[[ TEXT FOR ANALYSIS open ]]

Independent cinema, too, twisted the dagger, with films like Kabir Singh Chowdhry’s Mehsampur (2018), Anmol Sidhu’s Jaggi (2021), and Gurvinder Singh’s Anhe Ghore Da Daan (2011), Chauthi Koot (2015), and Adh Chanani Raat (2022). If the desire to return animated much of the older films set in Punjab—the NRI in Aditya Chopra’s Dilwale Dulhania Le Jayenge (1995); both Yash Chopra’s Veer-Zaara (2004) and Ali’s Jab We Met (2007) ending with an arcing back to the agrarian homelands—it is the desire to escape that powers much of the newer Punjabi films and stories.
It is not a coincidence that in both seasons of Kohrra, the murder that sets the snowball rolling, is that of an NRI. If you return, inevitably, you die. “To have the NRI die in both seasons wasn’t by design. If an NRI dies, though, you have a bigger case, for if the embassy gets involved, we are screwed,” Gunjit Chopra, the writer of Kohrra, tells THR India.
Even, Lohri, the harvest festival of joy, that DDLJ and Veer-Zaara used to stage not just a carnival of colour, but courtship, too, in the hands of Kohrra’s creator-director Sudip Sharma becomes a site of family rupture—incest and infertility coming to the surface of the fragile festivities. Punjab is being re-written in the cultural imagination. Punjab noir is the feted genre.
Noir is a strange, shapeless genre, for unlike, say “comedy” or “musical” or “Western”, it isn’t immediately apparent what aspect of the film is being referred to—it is more tied to atmosphere than narrative. The French critic Nino Frank who coined the term ‘noir’ in 1946 referred to something beyond plot and action in the films around and after the Second World War, a psychological scaffolding that unmasks something sinister in contemporary society. These stories—decidedly political—borrow their bleakness from a place in poisonous churn. Historical residue is, thus, essential to Punjabi noir.

[[ TEXT FOR ANALYSIS closed ]]
[[ INFORMATION GIVEN open ]]

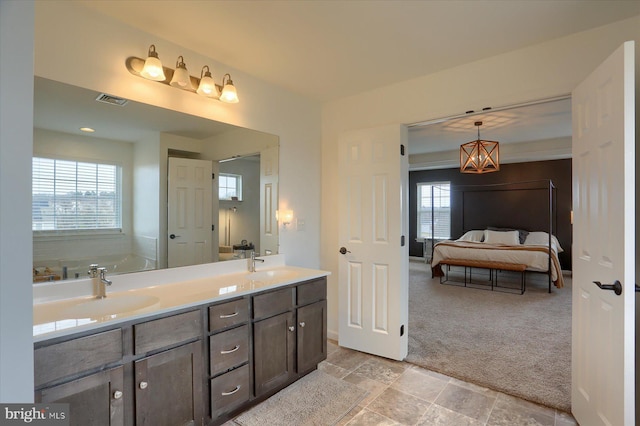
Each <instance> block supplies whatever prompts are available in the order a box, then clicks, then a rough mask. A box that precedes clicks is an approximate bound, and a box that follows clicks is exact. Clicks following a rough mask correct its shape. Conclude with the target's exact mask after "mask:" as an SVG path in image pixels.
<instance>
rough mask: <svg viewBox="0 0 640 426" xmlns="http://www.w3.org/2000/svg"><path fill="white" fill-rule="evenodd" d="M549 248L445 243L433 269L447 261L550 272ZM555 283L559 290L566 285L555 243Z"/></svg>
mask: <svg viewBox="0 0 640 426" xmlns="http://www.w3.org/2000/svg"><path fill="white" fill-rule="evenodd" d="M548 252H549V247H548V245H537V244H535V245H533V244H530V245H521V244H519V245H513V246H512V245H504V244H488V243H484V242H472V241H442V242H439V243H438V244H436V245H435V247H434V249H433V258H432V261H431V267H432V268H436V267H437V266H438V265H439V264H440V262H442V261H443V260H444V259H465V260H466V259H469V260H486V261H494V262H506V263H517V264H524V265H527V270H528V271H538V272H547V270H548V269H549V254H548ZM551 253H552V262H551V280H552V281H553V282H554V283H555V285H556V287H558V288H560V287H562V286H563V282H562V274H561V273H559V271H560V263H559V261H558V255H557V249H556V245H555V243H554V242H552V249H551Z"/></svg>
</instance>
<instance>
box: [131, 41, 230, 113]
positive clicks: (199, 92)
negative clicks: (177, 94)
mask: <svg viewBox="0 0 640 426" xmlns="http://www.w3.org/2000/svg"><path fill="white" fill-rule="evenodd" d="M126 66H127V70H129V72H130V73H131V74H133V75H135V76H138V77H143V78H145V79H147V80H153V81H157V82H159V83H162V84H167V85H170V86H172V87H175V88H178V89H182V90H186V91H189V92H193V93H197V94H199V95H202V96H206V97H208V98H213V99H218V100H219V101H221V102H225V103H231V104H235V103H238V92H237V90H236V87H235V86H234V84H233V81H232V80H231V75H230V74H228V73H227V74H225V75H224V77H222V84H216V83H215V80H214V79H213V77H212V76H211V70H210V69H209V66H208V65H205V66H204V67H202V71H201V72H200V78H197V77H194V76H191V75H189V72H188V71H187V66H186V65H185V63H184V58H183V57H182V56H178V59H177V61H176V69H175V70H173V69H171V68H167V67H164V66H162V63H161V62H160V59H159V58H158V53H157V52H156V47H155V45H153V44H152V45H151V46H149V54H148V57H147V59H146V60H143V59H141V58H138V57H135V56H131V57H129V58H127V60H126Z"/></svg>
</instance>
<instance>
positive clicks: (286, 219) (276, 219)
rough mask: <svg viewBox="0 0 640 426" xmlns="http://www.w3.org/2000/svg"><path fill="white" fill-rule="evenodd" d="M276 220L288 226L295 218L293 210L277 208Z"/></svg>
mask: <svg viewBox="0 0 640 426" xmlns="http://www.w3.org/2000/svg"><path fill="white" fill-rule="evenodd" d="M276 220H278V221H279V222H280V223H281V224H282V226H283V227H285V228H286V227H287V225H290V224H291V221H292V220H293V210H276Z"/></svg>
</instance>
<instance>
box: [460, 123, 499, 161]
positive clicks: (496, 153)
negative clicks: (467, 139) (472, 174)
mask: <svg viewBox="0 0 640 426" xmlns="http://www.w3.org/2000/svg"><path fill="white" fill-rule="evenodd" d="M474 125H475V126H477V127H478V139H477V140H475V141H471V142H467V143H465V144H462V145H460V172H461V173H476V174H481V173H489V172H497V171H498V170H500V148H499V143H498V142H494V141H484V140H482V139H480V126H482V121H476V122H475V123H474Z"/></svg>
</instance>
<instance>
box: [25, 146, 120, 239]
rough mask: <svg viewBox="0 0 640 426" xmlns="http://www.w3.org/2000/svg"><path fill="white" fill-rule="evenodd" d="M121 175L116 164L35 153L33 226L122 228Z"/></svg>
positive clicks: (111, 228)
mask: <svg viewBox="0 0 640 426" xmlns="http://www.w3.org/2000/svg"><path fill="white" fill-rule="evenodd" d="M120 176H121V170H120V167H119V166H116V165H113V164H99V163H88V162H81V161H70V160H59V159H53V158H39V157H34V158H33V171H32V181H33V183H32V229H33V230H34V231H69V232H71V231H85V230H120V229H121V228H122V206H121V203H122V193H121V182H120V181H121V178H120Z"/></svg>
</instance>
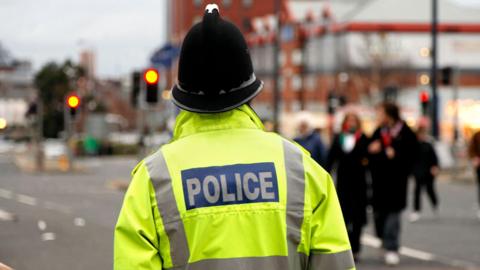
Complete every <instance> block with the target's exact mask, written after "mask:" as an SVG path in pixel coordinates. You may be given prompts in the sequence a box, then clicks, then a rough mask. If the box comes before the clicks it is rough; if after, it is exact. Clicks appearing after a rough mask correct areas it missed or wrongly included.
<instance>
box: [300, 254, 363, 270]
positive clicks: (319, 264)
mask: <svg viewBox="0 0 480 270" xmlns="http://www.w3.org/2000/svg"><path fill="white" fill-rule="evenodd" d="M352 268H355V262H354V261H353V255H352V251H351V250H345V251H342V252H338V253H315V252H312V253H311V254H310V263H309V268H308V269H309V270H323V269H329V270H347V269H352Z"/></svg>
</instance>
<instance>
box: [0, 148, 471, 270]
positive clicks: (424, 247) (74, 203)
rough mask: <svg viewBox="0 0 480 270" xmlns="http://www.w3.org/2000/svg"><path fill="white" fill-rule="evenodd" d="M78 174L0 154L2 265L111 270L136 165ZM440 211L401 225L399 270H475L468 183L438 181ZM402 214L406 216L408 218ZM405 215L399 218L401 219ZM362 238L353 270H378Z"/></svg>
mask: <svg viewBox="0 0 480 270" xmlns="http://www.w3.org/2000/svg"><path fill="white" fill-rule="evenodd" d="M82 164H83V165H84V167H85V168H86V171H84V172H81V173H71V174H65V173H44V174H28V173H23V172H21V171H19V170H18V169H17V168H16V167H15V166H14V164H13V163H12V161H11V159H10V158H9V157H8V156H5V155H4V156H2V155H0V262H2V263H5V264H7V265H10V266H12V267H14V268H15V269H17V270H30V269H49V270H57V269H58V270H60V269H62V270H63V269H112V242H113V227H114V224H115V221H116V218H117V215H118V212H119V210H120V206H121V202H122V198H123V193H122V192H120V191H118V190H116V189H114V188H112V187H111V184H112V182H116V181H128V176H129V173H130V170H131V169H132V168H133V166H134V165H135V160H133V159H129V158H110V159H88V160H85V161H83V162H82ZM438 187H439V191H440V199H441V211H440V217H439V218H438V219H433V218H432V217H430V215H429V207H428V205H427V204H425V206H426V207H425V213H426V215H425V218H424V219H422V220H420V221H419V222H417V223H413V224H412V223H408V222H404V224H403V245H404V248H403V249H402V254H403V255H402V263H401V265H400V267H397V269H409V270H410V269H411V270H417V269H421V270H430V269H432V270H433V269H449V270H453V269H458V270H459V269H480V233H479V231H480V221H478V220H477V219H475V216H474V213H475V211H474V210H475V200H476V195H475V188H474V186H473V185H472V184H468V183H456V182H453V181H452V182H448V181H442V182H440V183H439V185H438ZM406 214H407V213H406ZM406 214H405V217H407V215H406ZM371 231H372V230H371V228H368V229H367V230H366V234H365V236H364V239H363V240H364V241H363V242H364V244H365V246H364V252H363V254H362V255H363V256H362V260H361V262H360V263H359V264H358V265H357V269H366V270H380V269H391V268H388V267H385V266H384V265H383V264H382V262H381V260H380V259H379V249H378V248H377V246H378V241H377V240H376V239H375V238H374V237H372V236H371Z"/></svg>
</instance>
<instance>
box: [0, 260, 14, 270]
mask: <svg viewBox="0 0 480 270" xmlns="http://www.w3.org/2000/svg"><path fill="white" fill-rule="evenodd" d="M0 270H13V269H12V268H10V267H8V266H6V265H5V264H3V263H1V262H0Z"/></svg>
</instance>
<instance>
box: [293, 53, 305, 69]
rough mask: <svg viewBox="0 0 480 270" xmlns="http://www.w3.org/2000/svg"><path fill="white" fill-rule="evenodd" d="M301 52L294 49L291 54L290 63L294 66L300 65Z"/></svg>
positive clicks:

[[ INFORMATION GIVEN closed ]]

*TASK ITEM*
Carry on the essay about Punjab noir and Kohrra from the point where it stops. Nothing in the rows is needed here.

*WRITTEN REPLY*
Yash Chopra was a Punjabi Khatri, displaced by the Partition. While Chopra’s elder brother, BR Chopra, left Lahore and eventually settled in Bombay, there were also other artists—the Anand brothers and Balraj Sahni—who despite working in Bombay, were hoping to return ‘home’ i.e. Pakistan, a return made impossible by the cleaving of the countries. Post-partition, there was an increasing ‘Punjabification’ of Hindi cinema, with the influx of Punjabi directors, actors, and lyricists, and the pan-Indianisation of Punjabi rituals—Karwa Chaut and the glitz-governed Punjabi wedding with mehendi and a reception, for example. As Vijay Sharma writes in Bollywood Cinema: Temples of Desire, “Punjabi ethos (Sikh and Hindu) is displacing the old North Indian Hindi ethos of Bombay Cinema.”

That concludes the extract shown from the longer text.